• _Material for the task_:
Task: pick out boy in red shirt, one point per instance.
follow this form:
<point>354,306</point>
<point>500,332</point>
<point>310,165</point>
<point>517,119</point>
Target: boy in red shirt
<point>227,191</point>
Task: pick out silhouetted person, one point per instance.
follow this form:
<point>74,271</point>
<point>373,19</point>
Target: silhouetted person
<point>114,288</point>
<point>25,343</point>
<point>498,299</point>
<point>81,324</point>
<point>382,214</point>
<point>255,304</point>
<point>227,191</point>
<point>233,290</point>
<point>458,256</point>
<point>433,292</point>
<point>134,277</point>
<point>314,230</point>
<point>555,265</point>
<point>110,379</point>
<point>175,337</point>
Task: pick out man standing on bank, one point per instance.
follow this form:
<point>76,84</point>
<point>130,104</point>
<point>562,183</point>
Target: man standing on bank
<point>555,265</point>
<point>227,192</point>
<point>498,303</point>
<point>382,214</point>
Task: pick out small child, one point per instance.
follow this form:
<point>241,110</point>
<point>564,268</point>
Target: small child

• _Your objective_:
Can you rewrite all of the material above with every "pick out" changed to "locate" and nothing else altered?

• _Worked solution_:
Task: locate boy in red shirt, one point per instance.
follow this form:
<point>354,306</point>
<point>500,332</point>
<point>310,165</point>
<point>517,119</point>
Target: boy in red shirt
<point>227,191</point>
Task: locate silhouetted person, one point per instance.
follow this form:
<point>74,271</point>
<point>373,19</point>
Target: silhouetted person
<point>114,288</point>
<point>25,343</point>
<point>498,299</point>
<point>81,324</point>
<point>382,214</point>
<point>255,304</point>
<point>227,191</point>
<point>233,290</point>
<point>458,256</point>
<point>433,292</point>
<point>134,277</point>
<point>314,230</point>
<point>555,265</point>
<point>110,379</point>
<point>175,337</point>
Task: locate man standing on bank, one point per instance.
follow this form:
<point>76,84</point>
<point>130,104</point>
<point>562,183</point>
Target: man standing on bank
<point>555,265</point>
<point>227,192</point>
<point>498,303</point>
<point>382,214</point>
Task: locate small child, one point per instance.
follow this form:
<point>241,110</point>
<point>564,268</point>
Target: small child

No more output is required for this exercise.